Dataset records:
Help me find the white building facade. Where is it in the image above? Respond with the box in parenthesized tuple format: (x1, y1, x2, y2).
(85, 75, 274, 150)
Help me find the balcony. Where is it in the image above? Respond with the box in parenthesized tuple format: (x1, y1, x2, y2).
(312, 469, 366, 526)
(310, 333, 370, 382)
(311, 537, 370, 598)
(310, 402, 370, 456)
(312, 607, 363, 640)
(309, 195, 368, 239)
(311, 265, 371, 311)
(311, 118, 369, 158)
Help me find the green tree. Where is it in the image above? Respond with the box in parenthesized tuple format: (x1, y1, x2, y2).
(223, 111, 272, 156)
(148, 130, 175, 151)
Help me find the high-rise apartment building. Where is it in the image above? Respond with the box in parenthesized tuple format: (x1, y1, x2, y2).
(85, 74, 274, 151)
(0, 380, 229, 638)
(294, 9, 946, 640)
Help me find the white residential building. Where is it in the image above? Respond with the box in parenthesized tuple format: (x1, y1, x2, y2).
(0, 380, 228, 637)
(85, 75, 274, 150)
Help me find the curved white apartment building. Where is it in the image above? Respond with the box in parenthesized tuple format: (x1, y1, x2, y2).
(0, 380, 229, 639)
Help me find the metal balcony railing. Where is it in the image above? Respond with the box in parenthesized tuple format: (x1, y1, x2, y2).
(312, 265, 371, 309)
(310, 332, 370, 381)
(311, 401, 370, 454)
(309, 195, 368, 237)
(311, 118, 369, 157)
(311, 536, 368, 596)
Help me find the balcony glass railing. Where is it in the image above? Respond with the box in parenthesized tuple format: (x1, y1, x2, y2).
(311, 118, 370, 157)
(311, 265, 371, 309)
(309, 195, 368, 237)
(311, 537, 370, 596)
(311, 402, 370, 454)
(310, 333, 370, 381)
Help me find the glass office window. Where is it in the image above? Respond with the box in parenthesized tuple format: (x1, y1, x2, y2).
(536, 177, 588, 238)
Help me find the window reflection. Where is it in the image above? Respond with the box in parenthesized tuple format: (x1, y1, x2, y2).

**About this exercise**
Please copy the data in full, character for character.

**Answer to the problem**
Help me find the white building facade. Where is it in the image above? Respond with the box in parenthesized tuple format: (x1, y1, x2, y2).
(85, 75, 274, 150)
Help me find the balcony. Where is it in the image above? Respond with the box in parenthesized tuple format: (x1, y1, x2, y2).
(312, 469, 366, 526)
(310, 333, 370, 382)
(311, 537, 370, 598)
(310, 402, 370, 456)
(312, 607, 363, 640)
(309, 195, 368, 239)
(311, 265, 371, 311)
(311, 118, 369, 158)
Help me find the green tree. Where is it in the image above? Respond with the box in parenthesized tuple format: (x1, y1, x2, y2).
(223, 111, 272, 156)
(148, 130, 175, 151)
Help me find the high-rise apartment building. Where is it in the image above? Respond with the box in parenthesized tuple format: (x1, y1, x2, y2).
(85, 74, 274, 151)
(0, 380, 229, 638)
(294, 9, 946, 640)
Help me find the white residential building. Where is it in the image above? Respond with the box in parenthesized tuple format: (x1, y1, x2, y2).
(0, 380, 228, 637)
(85, 75, 274, 150)
Help me find the curved white apartment building. Where is it in the image above? Respond with the box in parenthesized tuple format: (x1, y1, x2, y2).
(0, 380, 229, 639)
Help me find the metal balcony railing. Where is it in the image above? Respond with the box in parenthesized tuple format: (x1, y1, x2, y2).
(312, 265, 371, 309)
(310, 332, 370, 381)
(311, 401, 370, 454)
(309, 195, 368, 237)
(311, 118, 369, 157)
(311, 536, 368, 596)
Help me find the balcony glass railing. Where is it in the image above? Respond with the box in parenthesized tuple format: (x1, y1, x2, y2).
(311, 118, 370, 157)
(311, 265, 371, 309)
(309, 195, 368, 237)
(311, 537, 370, 596)
(311, 402, 370, 454)
(310, 333, 370, 381)
Help me find the glass office window. Where is it in the image above? Respond with the box in parenthesized tuple format: (x1, y1, x2, y2).
(536, 177, 588, 238)
Help me find the window reflection. Where is it in the image above? Respond with the box in parenthesized tuple format: (x1, y1, x2, y2).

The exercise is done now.